Try it
Go through the records and report each line holding the string "adidas".

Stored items
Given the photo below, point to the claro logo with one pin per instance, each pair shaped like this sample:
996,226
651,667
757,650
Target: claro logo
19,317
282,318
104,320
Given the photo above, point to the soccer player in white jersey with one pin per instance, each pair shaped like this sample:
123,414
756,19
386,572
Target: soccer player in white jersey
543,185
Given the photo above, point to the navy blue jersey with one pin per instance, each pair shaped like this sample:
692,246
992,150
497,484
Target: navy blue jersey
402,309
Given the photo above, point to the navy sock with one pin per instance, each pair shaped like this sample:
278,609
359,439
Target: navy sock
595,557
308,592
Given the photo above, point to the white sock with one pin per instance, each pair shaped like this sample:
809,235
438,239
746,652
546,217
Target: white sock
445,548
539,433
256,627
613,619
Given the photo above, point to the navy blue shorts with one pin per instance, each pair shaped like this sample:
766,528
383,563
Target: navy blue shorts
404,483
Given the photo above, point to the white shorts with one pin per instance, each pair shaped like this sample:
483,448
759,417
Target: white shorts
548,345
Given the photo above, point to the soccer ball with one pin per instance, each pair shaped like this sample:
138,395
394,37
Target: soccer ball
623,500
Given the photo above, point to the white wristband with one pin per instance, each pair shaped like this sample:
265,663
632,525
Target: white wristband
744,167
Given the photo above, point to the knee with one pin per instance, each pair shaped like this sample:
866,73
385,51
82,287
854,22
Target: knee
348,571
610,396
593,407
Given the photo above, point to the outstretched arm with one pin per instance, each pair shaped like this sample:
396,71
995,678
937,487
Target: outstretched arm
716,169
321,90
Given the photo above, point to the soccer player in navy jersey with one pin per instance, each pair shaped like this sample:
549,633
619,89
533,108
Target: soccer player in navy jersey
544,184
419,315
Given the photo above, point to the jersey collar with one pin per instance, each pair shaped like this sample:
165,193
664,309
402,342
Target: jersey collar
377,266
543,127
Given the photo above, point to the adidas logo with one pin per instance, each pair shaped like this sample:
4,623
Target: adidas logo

Solution to the problem
Given the photo above, point to the adidas logo with one pin per instance, each pair shaped like this sample:
Target: adidas logo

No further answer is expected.